Take each line of the listing that has the string "water" and report it.

--- START ---

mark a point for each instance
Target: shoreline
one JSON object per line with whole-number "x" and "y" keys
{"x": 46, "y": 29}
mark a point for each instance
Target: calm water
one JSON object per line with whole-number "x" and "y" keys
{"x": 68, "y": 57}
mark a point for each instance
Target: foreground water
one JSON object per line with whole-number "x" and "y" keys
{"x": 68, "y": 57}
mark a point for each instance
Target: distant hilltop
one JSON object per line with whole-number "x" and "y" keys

--- END ---

> **Answer to this exercise**:
Target: calm water
Target: foreground water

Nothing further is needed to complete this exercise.